Coordinate annotation records
————————

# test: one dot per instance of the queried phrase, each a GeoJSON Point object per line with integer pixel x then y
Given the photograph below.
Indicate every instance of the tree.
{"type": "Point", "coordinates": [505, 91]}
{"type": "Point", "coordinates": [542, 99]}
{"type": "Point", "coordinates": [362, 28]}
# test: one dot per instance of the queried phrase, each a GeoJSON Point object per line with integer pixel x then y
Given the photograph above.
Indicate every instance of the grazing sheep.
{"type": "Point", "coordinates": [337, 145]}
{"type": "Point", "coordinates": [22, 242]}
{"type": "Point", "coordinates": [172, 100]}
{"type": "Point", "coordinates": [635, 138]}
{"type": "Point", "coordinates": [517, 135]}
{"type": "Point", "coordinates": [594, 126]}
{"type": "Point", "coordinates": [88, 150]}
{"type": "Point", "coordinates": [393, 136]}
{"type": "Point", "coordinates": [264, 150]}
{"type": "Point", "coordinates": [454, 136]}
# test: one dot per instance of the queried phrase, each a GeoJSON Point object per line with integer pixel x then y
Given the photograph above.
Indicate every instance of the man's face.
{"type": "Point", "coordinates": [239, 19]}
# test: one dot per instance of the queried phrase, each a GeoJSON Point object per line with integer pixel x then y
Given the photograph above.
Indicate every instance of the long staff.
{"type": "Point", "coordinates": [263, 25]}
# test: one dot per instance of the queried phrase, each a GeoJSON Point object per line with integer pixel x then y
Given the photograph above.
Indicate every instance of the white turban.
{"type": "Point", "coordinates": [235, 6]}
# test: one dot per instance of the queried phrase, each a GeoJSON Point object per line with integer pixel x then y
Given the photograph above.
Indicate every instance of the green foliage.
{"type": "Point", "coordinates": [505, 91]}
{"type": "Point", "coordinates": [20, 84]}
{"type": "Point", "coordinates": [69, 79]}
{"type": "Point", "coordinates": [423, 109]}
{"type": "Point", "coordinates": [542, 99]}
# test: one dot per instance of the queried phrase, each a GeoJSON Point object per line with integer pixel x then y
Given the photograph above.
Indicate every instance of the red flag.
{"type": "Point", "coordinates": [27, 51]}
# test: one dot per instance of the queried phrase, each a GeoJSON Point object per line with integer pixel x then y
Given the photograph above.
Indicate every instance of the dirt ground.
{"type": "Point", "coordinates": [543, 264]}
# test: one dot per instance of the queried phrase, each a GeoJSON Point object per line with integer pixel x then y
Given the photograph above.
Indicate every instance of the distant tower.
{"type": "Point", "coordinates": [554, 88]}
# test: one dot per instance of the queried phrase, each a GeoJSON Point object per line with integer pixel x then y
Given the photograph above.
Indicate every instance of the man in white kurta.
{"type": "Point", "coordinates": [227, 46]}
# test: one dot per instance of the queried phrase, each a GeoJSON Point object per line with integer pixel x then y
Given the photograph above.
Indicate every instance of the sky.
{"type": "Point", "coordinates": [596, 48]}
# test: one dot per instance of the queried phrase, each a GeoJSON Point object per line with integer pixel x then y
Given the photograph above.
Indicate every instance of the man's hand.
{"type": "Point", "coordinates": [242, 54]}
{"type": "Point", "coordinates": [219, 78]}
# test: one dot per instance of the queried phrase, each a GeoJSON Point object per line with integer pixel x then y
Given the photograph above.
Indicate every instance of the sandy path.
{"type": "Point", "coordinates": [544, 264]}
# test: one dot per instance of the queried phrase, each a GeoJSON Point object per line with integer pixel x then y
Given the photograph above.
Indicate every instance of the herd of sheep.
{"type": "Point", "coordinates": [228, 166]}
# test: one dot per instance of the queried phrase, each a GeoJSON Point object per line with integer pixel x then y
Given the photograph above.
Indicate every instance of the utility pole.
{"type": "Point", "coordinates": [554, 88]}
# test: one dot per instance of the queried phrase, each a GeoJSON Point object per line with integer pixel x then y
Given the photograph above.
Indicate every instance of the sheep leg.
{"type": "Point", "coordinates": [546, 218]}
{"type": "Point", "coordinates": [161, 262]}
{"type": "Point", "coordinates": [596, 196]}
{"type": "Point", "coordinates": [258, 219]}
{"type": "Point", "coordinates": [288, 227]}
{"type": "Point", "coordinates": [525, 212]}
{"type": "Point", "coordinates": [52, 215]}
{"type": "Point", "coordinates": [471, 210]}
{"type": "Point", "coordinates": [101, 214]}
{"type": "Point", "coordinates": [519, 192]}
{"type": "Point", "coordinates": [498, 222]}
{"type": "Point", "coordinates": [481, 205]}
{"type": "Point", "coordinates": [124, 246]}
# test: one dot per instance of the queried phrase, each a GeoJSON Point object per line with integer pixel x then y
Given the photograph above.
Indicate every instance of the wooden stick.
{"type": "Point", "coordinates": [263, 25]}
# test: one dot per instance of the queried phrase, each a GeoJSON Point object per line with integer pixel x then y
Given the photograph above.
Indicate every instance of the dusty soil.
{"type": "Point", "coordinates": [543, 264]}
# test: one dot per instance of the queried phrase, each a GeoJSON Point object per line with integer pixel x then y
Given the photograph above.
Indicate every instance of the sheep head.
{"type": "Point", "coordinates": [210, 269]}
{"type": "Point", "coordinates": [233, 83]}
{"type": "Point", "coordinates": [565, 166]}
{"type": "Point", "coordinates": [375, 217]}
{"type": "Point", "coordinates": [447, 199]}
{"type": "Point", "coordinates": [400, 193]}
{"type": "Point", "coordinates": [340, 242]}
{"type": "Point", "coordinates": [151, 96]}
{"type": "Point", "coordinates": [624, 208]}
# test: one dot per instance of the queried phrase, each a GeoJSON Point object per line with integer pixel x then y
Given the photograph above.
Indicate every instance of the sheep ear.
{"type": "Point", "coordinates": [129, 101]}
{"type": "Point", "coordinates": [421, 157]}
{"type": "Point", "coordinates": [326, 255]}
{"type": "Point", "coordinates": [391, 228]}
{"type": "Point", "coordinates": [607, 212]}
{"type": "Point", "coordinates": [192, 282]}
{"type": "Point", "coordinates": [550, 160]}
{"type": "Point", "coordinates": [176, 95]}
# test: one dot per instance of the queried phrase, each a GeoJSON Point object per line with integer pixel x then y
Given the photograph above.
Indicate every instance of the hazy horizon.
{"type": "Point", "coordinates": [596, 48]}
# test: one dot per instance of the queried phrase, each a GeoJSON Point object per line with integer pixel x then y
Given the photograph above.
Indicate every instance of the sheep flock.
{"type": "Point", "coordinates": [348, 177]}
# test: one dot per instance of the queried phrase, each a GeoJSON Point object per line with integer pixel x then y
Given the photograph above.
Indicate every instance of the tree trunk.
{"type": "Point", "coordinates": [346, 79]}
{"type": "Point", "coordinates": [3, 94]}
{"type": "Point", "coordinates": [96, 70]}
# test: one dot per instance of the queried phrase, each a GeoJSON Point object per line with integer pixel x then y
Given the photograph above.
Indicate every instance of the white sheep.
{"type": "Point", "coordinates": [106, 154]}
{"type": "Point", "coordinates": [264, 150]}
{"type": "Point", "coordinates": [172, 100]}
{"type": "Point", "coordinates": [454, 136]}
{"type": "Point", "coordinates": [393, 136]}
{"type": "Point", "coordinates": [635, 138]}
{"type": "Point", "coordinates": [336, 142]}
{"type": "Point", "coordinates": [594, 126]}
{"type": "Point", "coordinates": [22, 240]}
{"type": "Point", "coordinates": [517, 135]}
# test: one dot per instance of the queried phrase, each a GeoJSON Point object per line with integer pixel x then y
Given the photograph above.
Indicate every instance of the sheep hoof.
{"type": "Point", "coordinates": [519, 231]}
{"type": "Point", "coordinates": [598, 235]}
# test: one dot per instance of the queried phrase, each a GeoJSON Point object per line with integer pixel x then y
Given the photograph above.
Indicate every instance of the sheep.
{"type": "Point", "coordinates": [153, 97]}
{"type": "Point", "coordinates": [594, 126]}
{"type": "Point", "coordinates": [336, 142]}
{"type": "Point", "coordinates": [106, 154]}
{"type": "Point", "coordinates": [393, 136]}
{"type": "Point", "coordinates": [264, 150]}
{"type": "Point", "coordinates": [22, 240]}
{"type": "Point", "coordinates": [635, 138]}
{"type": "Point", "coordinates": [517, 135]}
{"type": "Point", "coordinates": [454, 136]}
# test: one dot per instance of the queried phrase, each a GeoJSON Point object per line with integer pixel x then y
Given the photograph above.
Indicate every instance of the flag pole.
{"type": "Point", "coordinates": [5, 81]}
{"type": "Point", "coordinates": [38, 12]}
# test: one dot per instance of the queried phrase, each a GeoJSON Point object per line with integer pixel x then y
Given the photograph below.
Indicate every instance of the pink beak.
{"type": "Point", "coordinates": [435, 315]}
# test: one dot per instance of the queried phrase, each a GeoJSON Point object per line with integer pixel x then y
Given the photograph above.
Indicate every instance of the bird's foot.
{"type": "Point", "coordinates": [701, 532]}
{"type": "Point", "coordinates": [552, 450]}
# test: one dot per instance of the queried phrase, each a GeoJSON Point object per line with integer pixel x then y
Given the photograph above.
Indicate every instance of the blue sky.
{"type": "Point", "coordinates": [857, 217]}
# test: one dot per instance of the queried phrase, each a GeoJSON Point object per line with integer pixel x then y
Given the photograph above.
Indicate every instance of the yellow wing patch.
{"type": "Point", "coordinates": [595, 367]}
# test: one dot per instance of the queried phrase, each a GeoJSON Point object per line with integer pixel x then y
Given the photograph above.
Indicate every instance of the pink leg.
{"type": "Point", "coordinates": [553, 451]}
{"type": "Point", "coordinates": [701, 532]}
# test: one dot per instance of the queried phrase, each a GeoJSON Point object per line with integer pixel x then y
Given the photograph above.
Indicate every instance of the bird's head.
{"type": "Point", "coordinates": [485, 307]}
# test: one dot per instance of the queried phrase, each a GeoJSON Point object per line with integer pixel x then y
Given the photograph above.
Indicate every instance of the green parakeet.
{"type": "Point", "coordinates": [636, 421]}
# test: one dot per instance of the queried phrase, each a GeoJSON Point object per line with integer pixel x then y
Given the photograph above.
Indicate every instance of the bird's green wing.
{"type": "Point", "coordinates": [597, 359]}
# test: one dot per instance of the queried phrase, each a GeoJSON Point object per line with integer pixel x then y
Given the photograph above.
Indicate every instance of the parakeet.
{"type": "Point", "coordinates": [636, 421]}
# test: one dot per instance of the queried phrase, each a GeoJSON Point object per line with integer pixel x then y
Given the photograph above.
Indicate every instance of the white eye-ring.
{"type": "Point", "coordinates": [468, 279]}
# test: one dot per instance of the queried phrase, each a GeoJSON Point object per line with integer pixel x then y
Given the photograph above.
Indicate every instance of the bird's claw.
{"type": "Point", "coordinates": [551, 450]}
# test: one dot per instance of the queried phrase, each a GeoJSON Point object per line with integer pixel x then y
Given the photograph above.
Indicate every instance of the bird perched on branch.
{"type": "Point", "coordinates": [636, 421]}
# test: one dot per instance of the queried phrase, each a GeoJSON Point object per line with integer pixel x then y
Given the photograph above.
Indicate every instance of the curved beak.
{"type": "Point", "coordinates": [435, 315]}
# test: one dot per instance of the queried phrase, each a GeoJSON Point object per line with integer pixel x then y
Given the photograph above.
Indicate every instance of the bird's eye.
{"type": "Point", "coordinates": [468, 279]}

————————

— PROBLEM DETAILS —
Select and copy each line in the records above that contains the word "head". Case counts.

— SOLUTION TO THE EXERCISE —
Indicate every instance of the sheep head.
Indicate every instance of the bird's head.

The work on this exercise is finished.